◆ **Textabschnitt**:

┄┄┄┄┄┄

Ab dem vierten Jahrhundert wurde der Text der Taufformel oft zitiert als Beleg für die trinitarische Lehre.

In der Zeit der Lutherischen Orthodoxie gingen manche protestantischen Theologen davon aus, dass dieser Missionsbefehl sich seinerzeit an die Apostel wandte, die diesen Auftrag erfüllt hätten, und dass es demnach für die Kirche keinen Missionsauftrag mehr gäbe. [3]

Eine andere Sichtweise vertraten später die Pietisten in Halle, die Herrnhuter Brüdergemeine, die Methodisten sowie die amerikanischen Baptisten, die den Missionsbefehl als persönlichen Auftrag für die innere und äußere Mission ansahen.

Aus evangelikaler Sicht verpflichtet Jesu neutestamentlicher Missionsauftrag zur Verbreitung von Lehre und Taufe. Obwohl dieser Auftrag ursprünglich nur den elf Aposteln gegeben wurde, hat die evangelikale Theologie den Auftrag dahingehend interpretiert, dass Christen jederzeit und an jedem Ort missionieren sollten, da dies die Erfüllung des Vertrags zwischen Abraham und Gott sei (Gen 12,3 EU). Der Missionsbefehl wird häufig mit dem früheren Missionsauftrag aus Matthäus 10 (Mt 10,5-42 EU) in Bezug gesetzt, wo der Auftrag auf eine Missionierung von Gläubigen der jüdischen Religion eingeschränkt wird, über welche Jesus als verlorene Schafe im Hause Israels spricht.

Als Taufformel ist der Taufbefehl (Mt 28,19 EU) bei allen trinitarischen Kirchen in Verwendung, jedoch nicht bei Nichttrinitariern wie beispielsweise den Zeugen Jehovas.

┄┄┄┄┄┄

◆ **Bereitgestellte Angaben**:

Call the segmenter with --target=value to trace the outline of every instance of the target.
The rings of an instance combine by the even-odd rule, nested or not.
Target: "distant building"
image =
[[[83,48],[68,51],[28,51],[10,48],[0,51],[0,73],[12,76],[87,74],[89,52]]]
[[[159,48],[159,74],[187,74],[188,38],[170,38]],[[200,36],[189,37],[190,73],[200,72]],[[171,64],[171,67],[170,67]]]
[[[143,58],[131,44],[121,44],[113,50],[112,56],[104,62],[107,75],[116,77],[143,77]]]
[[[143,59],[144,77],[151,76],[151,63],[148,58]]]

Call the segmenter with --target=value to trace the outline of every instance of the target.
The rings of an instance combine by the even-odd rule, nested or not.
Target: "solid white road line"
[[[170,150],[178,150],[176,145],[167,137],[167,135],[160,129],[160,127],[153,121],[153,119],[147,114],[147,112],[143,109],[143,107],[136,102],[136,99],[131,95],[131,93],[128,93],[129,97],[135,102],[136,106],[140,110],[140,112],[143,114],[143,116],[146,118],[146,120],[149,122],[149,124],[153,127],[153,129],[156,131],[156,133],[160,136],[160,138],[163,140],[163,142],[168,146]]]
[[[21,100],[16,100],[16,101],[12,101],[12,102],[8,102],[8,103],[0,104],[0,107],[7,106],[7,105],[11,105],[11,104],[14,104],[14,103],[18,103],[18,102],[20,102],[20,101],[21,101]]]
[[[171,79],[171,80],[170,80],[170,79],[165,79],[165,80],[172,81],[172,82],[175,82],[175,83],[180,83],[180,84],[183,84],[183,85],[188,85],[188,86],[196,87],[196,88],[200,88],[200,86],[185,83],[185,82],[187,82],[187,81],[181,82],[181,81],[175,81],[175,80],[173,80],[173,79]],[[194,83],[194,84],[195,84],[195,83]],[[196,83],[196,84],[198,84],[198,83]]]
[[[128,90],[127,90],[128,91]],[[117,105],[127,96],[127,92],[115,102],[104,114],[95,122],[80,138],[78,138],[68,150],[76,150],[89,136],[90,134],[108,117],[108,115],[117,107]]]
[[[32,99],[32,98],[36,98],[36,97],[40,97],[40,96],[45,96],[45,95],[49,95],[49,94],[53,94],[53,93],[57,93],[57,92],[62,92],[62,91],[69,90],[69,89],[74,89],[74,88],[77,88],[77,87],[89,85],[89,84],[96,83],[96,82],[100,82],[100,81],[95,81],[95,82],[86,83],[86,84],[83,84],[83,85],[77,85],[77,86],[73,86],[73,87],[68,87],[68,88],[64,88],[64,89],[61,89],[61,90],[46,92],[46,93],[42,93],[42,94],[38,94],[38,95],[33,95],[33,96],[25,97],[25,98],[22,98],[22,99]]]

┄┄┄┄┄┄

◆ **Aufgaben**:
A. Wem wurde der Missionsauftrag laut dem Textabschnitt über den Missionsbefehl ursprünglich gegeben?
B. Führe den Textabschnitt über den Missionsbefehl im Anschluss an seinen letzten Satz weiter.

◆ **Lösungen**:
A. Er wurde ursprünglich nur den elf Aposteln gegeben.

B.
Herkunft des Begriffs "Missionsbefehl"

Überschrift in der Lutherübersetzung der Bibel

Die Überschrift "Der Missionsbefehl" ist eine Eigenart der Bibelübersetzung von Martin Luther. Die weite Verbreitung dieser Übersetzung erklärt, warum der Begriff sich stärker als andere Begriffe eingebürgert hat. In anderen Übersetzungen heißt die Überschrift anders: z. B. "Der Auftrag des Auferstandenen" (Einheitsübersetzung, 1980). In altgriechischen Handschriften des Neuen Testaments fehlen alle Überschriften über einzelnen Textabschnitten und übrigens auch die Satzzeichen.[4]

Etymologie "Mission" und "Befehl"

"Mission" stammt vom lateinischen Substantiv "missio" (Gehenlassen, Schicken, Entsendung).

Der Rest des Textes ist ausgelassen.